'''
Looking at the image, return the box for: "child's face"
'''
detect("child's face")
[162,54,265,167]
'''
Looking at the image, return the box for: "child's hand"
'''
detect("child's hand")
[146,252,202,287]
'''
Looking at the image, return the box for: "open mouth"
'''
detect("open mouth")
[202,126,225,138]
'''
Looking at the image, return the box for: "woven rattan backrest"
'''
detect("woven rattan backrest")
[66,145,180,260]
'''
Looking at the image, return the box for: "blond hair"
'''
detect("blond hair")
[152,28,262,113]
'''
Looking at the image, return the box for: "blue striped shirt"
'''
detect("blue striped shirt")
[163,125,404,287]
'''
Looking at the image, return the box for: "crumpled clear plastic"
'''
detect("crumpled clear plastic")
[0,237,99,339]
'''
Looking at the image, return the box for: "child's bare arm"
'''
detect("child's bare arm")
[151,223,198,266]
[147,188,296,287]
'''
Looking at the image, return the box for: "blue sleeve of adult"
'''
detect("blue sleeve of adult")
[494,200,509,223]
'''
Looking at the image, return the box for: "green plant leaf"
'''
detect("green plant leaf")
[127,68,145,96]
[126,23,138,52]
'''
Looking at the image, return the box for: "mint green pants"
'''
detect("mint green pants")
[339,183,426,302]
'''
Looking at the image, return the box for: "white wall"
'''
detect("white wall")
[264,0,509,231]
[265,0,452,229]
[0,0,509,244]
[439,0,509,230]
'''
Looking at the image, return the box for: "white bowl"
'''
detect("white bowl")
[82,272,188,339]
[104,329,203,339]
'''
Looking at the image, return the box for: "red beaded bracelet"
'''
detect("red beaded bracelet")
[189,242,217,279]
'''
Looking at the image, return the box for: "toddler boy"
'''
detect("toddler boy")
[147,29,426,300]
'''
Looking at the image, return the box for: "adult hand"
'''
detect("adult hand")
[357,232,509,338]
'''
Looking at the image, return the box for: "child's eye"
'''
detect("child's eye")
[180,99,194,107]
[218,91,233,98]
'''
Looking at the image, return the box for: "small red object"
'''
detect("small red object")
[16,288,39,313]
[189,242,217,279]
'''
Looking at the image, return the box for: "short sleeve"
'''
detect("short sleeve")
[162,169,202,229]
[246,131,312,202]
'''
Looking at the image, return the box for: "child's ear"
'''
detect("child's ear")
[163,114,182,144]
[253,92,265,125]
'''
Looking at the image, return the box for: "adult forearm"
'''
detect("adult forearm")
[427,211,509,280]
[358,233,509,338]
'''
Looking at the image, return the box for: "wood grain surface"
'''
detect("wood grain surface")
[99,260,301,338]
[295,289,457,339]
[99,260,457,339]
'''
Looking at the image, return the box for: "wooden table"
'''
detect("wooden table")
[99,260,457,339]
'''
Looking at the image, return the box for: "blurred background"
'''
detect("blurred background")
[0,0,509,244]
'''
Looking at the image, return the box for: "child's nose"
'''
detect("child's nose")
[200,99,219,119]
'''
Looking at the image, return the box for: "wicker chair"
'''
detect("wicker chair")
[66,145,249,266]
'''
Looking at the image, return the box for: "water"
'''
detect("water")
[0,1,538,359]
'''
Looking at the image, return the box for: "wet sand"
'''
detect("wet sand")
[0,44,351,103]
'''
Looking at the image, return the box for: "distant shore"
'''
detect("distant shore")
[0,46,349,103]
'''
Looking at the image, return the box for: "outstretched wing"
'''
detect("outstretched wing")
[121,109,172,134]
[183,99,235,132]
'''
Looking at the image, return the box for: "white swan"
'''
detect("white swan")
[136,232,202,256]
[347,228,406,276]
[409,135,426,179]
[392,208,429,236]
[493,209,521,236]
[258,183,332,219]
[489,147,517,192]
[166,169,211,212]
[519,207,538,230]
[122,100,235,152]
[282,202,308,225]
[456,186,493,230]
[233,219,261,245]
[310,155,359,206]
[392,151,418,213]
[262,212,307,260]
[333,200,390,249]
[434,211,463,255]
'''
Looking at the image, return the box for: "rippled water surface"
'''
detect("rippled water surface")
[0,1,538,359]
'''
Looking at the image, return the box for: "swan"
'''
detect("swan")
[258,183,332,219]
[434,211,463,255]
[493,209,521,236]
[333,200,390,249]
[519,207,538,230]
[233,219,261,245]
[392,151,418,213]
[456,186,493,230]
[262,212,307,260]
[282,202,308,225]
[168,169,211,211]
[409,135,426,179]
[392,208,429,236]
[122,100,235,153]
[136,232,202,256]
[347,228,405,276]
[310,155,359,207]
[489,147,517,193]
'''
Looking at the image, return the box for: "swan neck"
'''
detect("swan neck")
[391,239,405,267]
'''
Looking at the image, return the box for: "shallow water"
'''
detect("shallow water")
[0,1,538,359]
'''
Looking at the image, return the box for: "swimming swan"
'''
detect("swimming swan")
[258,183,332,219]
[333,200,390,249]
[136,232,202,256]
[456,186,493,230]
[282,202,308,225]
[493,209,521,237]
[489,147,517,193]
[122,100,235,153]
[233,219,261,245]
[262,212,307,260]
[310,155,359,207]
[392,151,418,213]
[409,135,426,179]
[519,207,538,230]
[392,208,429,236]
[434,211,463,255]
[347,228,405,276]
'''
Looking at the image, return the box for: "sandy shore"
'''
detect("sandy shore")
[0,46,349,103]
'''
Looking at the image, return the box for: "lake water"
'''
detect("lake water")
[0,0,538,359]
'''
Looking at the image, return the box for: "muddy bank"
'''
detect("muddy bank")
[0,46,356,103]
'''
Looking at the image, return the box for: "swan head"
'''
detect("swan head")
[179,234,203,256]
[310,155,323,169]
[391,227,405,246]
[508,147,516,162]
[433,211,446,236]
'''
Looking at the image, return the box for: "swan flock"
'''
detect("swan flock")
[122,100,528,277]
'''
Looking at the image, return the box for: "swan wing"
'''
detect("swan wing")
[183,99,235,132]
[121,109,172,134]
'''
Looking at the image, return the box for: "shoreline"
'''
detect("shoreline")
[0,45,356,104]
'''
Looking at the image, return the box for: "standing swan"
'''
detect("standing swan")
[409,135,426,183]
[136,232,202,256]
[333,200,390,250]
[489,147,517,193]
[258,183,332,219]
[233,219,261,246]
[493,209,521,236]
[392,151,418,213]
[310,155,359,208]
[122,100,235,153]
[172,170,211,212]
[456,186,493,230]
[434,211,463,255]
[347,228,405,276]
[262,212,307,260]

INSTRUCTIONS FOR THE TASK: How many lines in the rows above contain the string "grain"? Reply with the number only.

EXERCISE RESPONSE: 2